◆ Work instructions
Wherever "butterfly" shows up in the records below, copy the whole line.

◆ Input data
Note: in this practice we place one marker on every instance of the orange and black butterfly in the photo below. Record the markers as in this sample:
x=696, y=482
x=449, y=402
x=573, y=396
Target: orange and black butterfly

◆ Answer for this exercise
Note: in this practice we place one marker on every instance of the orange and black butterfly in the photo below. Record the markers as in this sample:
Target: orange and black butterfly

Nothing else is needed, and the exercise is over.